##### Dataset records #####

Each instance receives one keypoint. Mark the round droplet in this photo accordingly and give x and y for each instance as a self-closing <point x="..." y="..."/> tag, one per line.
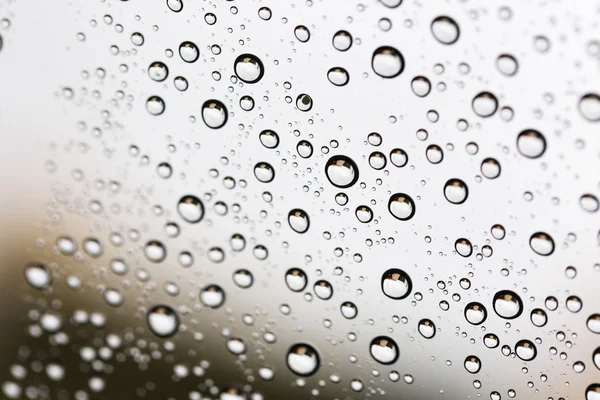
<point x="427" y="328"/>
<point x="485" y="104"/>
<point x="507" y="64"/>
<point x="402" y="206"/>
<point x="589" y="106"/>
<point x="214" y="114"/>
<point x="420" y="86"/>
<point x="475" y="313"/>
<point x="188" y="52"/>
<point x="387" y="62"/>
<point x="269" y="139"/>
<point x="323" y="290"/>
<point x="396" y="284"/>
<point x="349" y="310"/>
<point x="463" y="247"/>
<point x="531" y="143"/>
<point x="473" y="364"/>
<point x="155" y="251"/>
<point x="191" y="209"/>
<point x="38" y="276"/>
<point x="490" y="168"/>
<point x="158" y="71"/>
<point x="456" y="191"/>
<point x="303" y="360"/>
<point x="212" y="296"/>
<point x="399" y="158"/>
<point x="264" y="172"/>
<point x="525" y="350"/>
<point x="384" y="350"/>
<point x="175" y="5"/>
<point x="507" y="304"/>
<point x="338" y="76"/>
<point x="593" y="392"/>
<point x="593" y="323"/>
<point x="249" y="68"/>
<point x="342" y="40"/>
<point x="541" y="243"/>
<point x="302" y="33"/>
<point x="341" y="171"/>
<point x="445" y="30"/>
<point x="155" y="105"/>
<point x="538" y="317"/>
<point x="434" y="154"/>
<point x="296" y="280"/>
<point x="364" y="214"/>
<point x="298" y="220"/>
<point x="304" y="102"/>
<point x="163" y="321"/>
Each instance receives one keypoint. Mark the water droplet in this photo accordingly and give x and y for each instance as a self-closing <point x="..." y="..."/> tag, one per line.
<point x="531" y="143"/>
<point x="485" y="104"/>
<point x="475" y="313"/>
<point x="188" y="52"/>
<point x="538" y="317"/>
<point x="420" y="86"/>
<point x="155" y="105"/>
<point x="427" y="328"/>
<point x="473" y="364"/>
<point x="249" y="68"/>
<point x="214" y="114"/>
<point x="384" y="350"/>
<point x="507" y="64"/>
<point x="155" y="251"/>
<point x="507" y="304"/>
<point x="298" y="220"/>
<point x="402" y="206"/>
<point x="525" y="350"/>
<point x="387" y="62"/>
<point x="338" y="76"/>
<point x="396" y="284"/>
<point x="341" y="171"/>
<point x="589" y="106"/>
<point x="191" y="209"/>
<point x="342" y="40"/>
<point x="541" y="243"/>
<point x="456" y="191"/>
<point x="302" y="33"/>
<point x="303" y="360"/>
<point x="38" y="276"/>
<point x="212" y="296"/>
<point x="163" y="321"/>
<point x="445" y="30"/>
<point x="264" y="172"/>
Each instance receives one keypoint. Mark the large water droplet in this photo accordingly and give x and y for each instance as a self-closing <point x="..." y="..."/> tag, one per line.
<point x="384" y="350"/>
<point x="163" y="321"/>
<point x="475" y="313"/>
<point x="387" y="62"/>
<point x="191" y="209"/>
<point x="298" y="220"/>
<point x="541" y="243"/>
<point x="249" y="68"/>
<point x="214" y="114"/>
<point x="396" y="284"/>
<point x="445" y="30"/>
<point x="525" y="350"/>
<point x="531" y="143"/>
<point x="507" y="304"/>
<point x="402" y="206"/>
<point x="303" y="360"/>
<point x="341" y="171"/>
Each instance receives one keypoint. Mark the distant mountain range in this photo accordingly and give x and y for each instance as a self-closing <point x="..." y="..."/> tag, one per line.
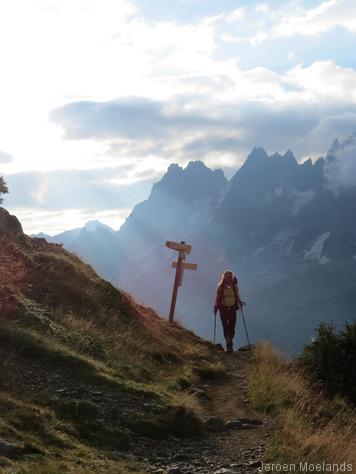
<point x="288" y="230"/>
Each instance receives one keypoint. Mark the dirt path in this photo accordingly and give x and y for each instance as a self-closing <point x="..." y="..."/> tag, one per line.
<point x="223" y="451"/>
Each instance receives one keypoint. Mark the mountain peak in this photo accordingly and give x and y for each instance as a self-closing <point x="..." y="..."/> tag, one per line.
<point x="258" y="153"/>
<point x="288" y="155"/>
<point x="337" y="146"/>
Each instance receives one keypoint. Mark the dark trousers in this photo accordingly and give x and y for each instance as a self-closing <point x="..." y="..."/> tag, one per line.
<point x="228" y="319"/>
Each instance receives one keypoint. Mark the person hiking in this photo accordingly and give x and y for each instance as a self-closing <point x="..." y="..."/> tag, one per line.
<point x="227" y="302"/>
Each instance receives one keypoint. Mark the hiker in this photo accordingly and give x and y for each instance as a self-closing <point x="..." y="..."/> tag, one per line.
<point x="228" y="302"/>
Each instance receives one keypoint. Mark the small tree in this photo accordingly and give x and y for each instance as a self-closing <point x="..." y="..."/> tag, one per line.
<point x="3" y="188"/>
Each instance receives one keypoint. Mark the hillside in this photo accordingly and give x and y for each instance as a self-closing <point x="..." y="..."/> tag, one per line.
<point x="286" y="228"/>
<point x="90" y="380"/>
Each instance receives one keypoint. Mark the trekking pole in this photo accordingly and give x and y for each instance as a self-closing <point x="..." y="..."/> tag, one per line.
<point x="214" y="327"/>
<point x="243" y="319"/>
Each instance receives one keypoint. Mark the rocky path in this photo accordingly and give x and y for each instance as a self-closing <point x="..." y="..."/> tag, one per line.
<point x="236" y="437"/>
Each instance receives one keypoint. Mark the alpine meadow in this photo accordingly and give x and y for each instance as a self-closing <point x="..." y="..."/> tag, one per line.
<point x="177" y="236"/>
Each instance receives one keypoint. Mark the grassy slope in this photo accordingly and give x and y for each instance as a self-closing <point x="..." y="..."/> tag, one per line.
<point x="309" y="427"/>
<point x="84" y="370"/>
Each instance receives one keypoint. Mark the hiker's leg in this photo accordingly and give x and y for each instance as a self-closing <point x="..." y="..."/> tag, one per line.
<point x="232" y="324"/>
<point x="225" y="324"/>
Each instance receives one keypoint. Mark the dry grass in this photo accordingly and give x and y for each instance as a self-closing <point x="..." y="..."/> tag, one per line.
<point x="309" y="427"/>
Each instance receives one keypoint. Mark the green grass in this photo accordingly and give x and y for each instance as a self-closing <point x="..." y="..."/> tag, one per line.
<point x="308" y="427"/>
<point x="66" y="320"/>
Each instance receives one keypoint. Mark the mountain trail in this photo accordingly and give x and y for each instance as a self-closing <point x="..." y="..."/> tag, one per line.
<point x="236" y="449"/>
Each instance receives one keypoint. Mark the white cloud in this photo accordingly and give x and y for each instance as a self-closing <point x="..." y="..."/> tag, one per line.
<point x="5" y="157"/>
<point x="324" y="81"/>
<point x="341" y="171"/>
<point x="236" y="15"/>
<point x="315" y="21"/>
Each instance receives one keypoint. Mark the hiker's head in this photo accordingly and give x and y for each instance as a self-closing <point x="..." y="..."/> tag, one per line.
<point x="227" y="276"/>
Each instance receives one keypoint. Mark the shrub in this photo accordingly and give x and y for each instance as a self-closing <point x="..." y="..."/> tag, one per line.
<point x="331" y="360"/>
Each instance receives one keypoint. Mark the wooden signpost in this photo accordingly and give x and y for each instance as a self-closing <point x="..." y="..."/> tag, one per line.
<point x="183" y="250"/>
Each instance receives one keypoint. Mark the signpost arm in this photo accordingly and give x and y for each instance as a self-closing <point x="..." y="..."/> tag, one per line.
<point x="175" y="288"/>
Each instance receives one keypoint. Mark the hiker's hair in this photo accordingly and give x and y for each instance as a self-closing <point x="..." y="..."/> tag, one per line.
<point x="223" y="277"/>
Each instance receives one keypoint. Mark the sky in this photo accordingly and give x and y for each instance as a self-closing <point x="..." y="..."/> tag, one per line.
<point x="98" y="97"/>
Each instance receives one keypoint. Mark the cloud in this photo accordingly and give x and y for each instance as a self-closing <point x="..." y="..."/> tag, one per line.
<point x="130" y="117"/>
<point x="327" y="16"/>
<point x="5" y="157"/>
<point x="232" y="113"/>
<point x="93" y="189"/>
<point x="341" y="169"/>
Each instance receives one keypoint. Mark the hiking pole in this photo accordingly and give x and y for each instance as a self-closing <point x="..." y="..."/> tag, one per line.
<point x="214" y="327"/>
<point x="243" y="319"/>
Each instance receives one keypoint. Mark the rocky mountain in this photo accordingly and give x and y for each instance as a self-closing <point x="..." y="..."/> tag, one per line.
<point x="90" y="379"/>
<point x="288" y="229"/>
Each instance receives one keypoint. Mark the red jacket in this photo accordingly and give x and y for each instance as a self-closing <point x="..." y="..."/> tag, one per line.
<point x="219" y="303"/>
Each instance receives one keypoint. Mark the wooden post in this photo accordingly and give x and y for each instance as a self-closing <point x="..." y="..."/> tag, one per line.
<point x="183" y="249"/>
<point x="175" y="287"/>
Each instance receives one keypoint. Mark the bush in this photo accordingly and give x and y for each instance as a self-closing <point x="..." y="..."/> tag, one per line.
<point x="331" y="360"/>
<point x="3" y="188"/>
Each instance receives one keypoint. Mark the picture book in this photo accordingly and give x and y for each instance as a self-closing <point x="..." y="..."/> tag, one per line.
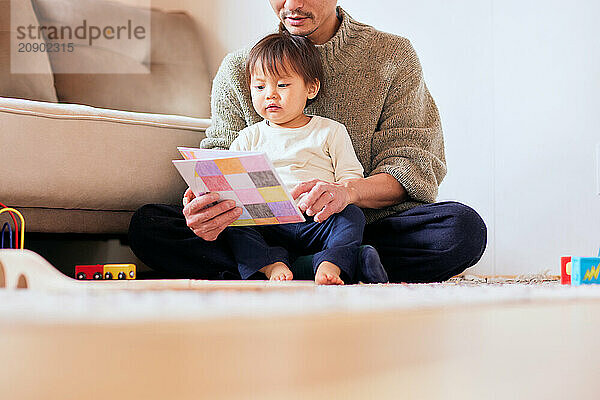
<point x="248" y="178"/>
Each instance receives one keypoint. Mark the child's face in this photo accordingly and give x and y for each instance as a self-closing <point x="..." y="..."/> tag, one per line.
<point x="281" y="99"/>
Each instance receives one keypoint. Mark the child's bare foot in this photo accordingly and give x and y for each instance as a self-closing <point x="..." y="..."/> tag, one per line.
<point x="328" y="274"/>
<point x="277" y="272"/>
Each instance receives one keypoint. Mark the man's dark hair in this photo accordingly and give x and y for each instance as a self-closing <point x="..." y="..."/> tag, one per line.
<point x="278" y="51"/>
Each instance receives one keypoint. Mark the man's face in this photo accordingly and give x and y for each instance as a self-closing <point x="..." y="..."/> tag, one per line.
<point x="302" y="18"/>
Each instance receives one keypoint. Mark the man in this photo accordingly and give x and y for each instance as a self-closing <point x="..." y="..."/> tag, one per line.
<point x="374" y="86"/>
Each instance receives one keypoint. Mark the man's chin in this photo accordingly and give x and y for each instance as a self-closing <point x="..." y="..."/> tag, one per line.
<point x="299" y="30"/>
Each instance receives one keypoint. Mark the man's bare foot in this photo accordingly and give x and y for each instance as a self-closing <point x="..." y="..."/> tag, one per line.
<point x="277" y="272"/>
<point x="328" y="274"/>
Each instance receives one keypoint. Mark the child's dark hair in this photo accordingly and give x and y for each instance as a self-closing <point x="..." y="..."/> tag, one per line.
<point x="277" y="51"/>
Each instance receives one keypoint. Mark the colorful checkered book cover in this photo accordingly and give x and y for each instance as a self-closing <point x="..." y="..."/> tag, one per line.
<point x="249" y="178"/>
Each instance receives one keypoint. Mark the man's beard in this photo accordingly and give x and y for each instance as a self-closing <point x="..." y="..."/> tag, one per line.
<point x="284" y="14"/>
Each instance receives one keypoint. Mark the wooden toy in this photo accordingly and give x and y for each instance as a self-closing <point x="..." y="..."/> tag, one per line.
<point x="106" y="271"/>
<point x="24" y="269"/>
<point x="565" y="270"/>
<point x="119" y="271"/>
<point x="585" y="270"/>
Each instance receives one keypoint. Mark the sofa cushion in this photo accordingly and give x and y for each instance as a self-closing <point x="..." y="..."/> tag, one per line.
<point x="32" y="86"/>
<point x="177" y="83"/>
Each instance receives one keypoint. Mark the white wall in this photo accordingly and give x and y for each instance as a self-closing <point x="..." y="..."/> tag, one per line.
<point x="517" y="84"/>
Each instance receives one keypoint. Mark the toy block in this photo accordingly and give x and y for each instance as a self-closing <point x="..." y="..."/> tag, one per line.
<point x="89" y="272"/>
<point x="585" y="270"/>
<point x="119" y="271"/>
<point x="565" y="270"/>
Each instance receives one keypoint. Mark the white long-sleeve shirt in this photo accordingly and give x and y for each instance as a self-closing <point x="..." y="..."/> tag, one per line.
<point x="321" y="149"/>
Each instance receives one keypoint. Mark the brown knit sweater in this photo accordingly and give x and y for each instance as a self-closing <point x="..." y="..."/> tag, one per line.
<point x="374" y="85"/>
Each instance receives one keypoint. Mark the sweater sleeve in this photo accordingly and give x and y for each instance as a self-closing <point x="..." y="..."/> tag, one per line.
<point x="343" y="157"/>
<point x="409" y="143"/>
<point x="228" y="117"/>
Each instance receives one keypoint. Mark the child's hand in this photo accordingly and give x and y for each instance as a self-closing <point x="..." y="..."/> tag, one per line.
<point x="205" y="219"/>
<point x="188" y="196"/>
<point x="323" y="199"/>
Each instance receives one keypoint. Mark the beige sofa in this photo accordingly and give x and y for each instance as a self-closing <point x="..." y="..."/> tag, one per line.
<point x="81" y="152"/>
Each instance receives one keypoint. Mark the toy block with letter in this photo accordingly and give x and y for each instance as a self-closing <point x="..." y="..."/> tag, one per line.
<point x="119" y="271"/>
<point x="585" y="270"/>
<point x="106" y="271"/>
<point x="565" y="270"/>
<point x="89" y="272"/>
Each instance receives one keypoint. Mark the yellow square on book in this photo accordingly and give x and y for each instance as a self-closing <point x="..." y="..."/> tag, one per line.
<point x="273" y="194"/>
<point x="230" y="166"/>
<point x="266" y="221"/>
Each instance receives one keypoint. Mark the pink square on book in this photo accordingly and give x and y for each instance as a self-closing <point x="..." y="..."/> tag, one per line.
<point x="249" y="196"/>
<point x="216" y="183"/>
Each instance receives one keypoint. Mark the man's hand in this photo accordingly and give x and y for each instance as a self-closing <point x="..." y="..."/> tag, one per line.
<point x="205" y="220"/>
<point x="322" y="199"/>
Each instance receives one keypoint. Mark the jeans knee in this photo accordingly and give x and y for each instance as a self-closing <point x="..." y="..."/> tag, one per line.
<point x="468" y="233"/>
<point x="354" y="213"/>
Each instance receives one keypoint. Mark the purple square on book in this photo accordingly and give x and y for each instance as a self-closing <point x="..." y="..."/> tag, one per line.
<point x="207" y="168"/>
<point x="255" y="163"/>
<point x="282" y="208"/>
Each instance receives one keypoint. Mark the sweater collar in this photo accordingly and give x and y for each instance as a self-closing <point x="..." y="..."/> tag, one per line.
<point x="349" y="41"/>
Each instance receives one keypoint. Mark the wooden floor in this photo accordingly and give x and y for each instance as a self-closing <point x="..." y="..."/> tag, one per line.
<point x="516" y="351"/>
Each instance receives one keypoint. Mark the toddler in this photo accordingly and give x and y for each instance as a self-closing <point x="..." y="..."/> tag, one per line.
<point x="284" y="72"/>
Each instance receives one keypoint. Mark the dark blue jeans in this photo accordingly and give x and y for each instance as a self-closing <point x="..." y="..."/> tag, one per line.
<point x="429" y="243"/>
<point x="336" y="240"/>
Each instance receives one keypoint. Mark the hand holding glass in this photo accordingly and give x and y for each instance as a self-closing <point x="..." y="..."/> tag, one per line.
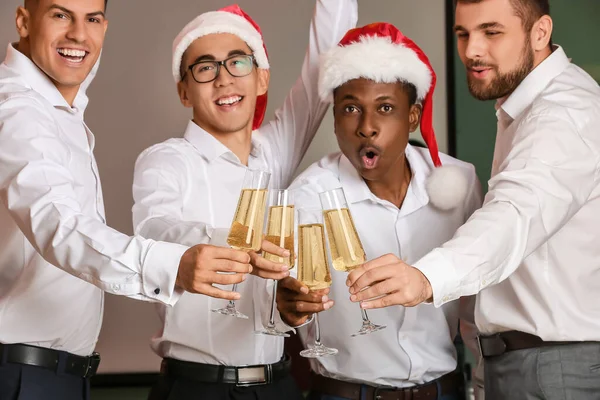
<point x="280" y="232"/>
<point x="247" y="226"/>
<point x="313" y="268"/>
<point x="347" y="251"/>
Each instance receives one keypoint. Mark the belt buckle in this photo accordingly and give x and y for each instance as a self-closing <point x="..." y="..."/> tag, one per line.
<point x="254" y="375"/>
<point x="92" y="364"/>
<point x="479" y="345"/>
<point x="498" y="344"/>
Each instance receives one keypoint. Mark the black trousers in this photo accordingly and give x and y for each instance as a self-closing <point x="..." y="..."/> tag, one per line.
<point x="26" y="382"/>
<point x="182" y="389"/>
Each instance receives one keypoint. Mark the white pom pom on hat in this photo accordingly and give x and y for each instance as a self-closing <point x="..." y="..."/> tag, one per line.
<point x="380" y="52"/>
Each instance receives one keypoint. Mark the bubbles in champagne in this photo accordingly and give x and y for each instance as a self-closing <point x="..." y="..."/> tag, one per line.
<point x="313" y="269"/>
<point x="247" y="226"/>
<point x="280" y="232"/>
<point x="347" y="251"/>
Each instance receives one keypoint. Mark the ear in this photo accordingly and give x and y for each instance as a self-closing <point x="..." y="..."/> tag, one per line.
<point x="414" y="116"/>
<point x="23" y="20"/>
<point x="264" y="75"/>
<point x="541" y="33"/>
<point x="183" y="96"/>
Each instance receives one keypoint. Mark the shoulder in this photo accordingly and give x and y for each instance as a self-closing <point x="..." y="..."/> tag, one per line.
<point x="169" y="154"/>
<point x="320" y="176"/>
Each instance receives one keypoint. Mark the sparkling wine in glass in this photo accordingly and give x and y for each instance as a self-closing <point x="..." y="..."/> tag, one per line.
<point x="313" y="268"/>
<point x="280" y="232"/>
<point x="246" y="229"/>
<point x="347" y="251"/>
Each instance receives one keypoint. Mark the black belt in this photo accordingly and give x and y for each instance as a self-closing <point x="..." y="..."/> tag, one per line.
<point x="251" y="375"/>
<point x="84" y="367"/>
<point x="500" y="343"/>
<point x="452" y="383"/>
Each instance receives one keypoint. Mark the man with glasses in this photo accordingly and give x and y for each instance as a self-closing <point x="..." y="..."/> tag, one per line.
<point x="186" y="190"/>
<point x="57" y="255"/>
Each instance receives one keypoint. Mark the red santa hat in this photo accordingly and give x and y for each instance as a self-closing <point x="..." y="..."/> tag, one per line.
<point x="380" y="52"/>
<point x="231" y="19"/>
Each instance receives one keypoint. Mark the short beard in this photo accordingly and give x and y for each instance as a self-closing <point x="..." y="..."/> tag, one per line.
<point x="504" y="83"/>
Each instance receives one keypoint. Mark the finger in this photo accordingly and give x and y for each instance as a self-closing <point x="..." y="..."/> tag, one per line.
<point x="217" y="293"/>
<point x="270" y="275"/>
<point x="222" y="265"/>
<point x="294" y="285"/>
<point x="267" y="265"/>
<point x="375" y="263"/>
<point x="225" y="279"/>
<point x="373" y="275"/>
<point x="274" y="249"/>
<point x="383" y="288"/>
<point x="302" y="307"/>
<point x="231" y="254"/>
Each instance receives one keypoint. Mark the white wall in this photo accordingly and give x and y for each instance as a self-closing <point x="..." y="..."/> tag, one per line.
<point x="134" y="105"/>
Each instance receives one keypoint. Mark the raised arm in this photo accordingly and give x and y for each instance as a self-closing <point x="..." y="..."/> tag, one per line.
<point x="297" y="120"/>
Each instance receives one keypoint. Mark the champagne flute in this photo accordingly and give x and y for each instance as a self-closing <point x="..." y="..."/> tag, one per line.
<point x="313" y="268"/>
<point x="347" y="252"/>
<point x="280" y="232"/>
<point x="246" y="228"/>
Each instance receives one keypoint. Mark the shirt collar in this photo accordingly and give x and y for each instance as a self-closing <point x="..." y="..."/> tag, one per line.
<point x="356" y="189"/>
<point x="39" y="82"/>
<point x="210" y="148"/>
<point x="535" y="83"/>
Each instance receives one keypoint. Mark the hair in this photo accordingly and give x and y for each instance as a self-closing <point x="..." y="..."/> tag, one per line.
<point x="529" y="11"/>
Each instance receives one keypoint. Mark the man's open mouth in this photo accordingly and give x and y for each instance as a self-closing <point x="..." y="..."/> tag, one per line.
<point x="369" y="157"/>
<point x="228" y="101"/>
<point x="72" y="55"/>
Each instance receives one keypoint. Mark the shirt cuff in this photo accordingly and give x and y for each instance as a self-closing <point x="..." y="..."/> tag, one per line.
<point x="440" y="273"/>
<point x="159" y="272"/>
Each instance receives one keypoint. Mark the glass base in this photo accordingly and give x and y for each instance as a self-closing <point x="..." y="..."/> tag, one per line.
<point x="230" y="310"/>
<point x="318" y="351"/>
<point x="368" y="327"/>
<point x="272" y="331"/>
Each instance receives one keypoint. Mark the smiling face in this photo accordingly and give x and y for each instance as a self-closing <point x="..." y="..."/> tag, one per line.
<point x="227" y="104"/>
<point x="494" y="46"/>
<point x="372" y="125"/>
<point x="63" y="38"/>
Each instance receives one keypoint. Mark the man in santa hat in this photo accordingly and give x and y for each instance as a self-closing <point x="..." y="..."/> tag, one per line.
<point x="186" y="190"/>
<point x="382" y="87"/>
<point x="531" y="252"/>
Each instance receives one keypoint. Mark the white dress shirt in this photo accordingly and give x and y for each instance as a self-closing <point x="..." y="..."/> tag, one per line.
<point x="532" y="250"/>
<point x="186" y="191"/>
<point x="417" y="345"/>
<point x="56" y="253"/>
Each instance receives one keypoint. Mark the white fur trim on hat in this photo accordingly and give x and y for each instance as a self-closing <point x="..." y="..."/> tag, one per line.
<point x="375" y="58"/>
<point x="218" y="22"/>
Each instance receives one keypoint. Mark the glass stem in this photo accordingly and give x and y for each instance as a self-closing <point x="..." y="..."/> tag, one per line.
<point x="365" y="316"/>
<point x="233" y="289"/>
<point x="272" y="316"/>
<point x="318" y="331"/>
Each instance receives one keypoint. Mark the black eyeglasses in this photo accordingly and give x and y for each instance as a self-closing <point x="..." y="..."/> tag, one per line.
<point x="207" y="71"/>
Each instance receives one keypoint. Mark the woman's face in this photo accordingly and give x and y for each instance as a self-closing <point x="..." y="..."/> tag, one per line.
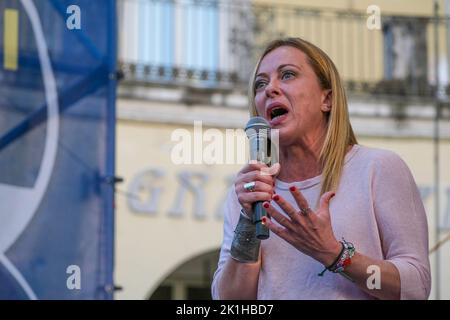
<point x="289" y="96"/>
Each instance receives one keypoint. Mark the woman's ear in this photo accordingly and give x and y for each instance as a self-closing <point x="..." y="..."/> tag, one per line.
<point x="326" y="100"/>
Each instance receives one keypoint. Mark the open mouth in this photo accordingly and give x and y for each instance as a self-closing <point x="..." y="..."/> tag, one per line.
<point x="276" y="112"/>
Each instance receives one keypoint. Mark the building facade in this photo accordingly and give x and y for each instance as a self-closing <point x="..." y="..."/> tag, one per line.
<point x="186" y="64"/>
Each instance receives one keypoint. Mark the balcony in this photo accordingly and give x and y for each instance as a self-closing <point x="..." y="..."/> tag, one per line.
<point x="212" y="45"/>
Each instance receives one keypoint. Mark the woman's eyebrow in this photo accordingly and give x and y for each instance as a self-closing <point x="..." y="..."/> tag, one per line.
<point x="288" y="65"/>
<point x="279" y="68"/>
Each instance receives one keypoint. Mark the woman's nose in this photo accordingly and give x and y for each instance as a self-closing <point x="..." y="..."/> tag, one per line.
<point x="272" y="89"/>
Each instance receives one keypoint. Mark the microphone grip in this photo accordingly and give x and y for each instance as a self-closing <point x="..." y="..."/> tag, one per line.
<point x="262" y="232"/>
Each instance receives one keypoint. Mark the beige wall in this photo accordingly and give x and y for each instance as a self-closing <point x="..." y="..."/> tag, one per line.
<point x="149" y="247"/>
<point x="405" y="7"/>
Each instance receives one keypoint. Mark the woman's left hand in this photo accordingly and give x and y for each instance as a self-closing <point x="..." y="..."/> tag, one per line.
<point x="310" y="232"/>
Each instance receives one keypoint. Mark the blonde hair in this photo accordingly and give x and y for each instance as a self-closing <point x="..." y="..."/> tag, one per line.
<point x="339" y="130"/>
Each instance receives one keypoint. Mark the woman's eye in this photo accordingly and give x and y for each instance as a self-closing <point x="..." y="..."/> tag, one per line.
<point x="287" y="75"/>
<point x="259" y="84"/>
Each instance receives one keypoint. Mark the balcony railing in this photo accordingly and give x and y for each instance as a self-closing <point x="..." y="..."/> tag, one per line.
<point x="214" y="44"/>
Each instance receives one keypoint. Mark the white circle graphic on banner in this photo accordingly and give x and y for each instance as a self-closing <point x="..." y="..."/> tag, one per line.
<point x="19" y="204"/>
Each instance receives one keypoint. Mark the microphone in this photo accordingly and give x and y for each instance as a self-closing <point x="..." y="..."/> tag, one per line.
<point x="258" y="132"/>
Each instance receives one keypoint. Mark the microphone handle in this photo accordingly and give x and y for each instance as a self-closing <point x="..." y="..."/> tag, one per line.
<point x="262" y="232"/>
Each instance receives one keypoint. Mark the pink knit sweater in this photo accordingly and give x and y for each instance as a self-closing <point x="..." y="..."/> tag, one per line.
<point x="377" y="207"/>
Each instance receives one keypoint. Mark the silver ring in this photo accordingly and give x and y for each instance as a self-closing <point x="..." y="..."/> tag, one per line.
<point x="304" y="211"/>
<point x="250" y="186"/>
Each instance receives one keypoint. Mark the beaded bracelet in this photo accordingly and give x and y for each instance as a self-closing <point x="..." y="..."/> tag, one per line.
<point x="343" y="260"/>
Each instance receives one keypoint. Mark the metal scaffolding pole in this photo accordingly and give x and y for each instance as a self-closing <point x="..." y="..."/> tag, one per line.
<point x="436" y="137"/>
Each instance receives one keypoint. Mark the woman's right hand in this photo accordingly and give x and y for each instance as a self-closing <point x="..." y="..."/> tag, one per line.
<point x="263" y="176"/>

#####

▶ Task goal: Write out again, unchanged, every line from the line containing "Each instance receives one keypoint. Mark the balcony railing" to the final line of the material above.

▶ Response to this task:
Each instance receives one keypoint. Mark the balcony railing in this photo accordingly and give x and y for each instance as a self-closing <point x="..." y="..."/> tag, one per line.
<point x="214" y="44"/>
Each instance receives one keypoint. Mark the white circle graphic on banner in this photo accordingly and give x and y for each instance as a self-closing <point x="..." y="..."/> tag, one per line.
<point x="19" y="204"/>
Each instance receives one keypoint. Mark the microphone in this photo accordingly and give x and y for each instance as a self-closing <point x="..." y="..."/> tag, one per line.
<point x="258" y="132"/>
Each instance receives one keypoint. Mark the microphone handle in this photo accordingly and give x and y for each instance as a self-closing <point x="..." y="..."/> tag, one per line.
<point x="262" y="232"/>
Each instance receives one keypoint. Mark the pink knit sweater in this photo accordingly and give x and y for each instance as a self-closing <point x="..." y="..."/> tag, one per line.
<point x="377" y="207"/>
Each instance receives one keypoint. Mark the silver ring in this photo accordingly and give x and y for each instance as a self-closing <point x="..." y="..."/> tag, one per line.
<point x="304" y="211"/>
<point x="250" y="186"/>
Each instance receives one keypoint. Mark the beaded bracelet in this photo accordingly and give x and y for each instance as a self-closing <point x="..." y="..."/> tag, one per line.
<point x="343" y="260"/>
Each instance receives one keypoint. Mark the metal scaffolding pole in this photo accordingly and give x and y for each instance as a self-closing <point x="..." y="..."/> tag, one per line.
<point x="436" y="137"/>
Each instance receives one keypoint. Mark the woman's right hand in this photo accordingly and give x and y for each instance as a self-closing <point x="..." y="..."/> tag, one per line.
<point x="263" y="176"/>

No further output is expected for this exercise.